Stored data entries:
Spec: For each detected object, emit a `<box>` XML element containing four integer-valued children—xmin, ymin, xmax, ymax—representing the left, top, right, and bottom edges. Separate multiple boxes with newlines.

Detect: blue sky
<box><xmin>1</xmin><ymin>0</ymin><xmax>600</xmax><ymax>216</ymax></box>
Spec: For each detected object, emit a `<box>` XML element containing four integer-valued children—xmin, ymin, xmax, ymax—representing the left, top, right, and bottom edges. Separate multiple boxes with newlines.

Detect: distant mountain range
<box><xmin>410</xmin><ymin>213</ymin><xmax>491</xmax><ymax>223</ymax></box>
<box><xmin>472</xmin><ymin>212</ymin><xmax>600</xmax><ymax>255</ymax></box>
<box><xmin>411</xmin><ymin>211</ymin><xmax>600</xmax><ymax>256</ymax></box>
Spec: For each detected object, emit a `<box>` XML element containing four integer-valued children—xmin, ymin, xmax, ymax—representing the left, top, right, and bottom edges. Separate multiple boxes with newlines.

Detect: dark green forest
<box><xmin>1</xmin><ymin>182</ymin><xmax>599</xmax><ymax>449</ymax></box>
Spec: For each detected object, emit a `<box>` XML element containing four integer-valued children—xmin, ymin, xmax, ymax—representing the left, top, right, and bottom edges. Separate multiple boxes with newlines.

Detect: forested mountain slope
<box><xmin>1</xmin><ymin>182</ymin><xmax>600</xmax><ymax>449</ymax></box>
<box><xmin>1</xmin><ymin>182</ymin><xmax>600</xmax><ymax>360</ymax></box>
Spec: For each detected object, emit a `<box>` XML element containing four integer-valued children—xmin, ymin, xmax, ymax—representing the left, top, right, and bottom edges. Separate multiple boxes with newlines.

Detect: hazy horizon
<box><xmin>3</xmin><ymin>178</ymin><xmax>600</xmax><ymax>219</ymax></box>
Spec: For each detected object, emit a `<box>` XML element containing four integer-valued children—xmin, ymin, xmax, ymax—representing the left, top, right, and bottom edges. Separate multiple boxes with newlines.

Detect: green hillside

Problem statement:
Could you give the data again, word for word?

Response:
Spec: For each detected object, emit a `<box>` XML element containing four integer-valued children—xmin, ymin, xmax, ymax—representing the left, top, right, and bottom edges. Separate multiple boxes with newlines.

Detect: blue sky
<box><xmin>1</xmin><ymin>0</ymin><xmax>600</xmax><ymax>216</ymax></box>
Spec: For each detected object, emit a `<box>` XML element containing four integer-valued children—xmin, ymin, xmax, ymax—representing the left, top, right, and bottom edges. Separate multiple boxes with newlines.

Detect: distant mountain range
<box><xmin>410</xmin><ymin>213</ymin><xmax>491</xmax><ymax>223</ymax></box>
<box><xmin>472</xmin><ymin>212</ymin><xmax>600</xmax><ymax>255</ymax></box>
<box><xmin>411</xmin><ymin>211</ymin><xmax>600</xmax><ymax>256</ymax></box>
Spec: For each detected object, emit a `<box>` XML element containing four integer-valued children—xmin, ymin, xmax, ymax—representing the left, top, right, and bottom edges. Separate multiple boxes with newlines.

Detect: dark green forest
<box><xmin>1</xmin><ymin>182</ymin><xmax>599</xmax><ymax>449</ymax></box>
Spec: For each detected object, emit a `<box>` XML element containing four integer-valued children—xmin, ymin, xmax, ymax—representing the left, top, right, and bottom edges. Separate multiple boxes with newlines.

Detect: forested mountain slope
<box><xmin>1</xmin><ymin>182</ymin><xmax>600</xmax><ymax>449</ymax></box>
<box><xmin>1</xmin><ymin>182</ymin><xmax>600</xmax><ymax>360</ymax></box>
Spec: For each detected object, emit a `<box>` XML element containing four integer-valued children—xmin, ymin, xmax, ymax—representing the left, top, right, and bottom edges. Separate multiple boxes with newlines.

Detect: hazy horizon
<box><xmin>3</xmin><ymin>178</ymin><xmax>600</xmax><ymax>219</ymax></box>
Spec: For each detected object, emit a `<box>` XML element containing four integer-valued children—xmin, ymin, xmax, ymax—representing the left, top, right, and bottom edges. Separate multiple boxes with newlines.

Detect: green hillside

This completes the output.